→ What to do
Omit every picture and write out the rest of the records exactly.

→ The input
_ _ _ _ _ _ _
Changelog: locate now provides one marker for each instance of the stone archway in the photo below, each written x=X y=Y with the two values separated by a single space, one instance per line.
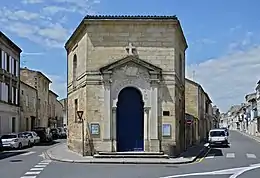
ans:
x=130 y=120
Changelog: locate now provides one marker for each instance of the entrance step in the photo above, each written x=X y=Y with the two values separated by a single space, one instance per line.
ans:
x=131 y=155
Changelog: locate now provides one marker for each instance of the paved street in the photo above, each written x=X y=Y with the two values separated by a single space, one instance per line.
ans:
x=219 y=163
x=15 y=163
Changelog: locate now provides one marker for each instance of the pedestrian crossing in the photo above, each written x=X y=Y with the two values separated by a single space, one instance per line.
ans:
x=231 y=156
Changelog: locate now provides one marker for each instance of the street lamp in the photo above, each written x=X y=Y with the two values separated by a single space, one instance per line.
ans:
x=80 y=119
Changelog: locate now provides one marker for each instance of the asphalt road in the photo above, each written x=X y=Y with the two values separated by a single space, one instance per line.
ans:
x=15 y=163
x=219 y=163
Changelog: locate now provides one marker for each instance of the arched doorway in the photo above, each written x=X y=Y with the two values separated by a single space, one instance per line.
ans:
x=130 y=120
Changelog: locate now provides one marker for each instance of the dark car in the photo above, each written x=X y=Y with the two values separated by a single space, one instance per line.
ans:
x=55 y=133
x=44 y=134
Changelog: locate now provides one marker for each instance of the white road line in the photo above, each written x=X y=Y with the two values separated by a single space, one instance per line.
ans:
x=32 y=173
x=250 y=155
x=36 y=169
x=40 y=165
x=44 y=163
x=28 y=153
x=230 y=155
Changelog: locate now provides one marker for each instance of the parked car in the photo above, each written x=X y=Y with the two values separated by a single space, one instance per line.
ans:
x=55 y=133
x=15 y=141
x=226 y=130
x=33 y=137
x=44 y=134
x=218 y=137
x=62 y=132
_ _ _ _ _ _ _
→ Exercise solution
Changelog: locate now provides one marker for each instance of the stone archway in the photo below, each written x=X y=Y with the two values separated by a single space, one instance per line.
ans:
x=130 y=120
Changelog: locate now provides one marker for each instance of the entrance step in the photo above, each written x=X y=Y with the two values separated by a single space, one instance per line.
ans:
x=131 y=155
Changelog: locate now provides one marker for each instance of the paved street in the photo above, each written x=X y=Y with the two values separated by a single space, one instance per line.
ans:
x=219 y=163
x=15 y=163
Changelog: locate now provides one marker for each instance of the pedestrian crossing in the photo above, each written x=X y=Y with the two values separated by a single space, one instance per line.
ans:
x=231 y=156
Changelog: locate now provides one marker for each instance of the street lamp in the photo above, each written x=X y=Y with the two values separated by a single space, one instance per line.
ans:
x=80 y=119
Changelog: locate now provides one marker for each instance of the asphalt road in the photo above, each written x=X y=Y with the two values separated by a single space, one instance per line.
ans:
x=15 y=163
x=219 y=163
Changelog: locate now provides one marker for each instance of the arched doorway in the photo above, each written x=X y=Y with the two values separated by a single space, one instance per line.
ans:
x=130 y=120
Changelog: locate now provides one marker for each instance of the dark car in the photo above, each written x=X y=Y with the two values separated by a single space, one instance per line.
ans:
x=55 y=133
x=44 y=134
Changelog: locate now provides one marker for each instance of the white road line in the photo above, each written x=X y=Y with the two values separated by a single space, one instance per line.
ans:
x=32 y=173
x=250 y=155
x=36 y=169
x=40 y=165
x=44 y=163
x=28 y=153
x=230 y=155
Changelog: locate now provides one marker for each instance of the parked car in the photo above, each written x=X y=Y with the two values separated by a single space, one instance per line.
ans:
x=55 y=133
x=15 y=141
x=226 y=130
x=33 y=137
x=44 y=134
x=218 y=137
x=62 y=132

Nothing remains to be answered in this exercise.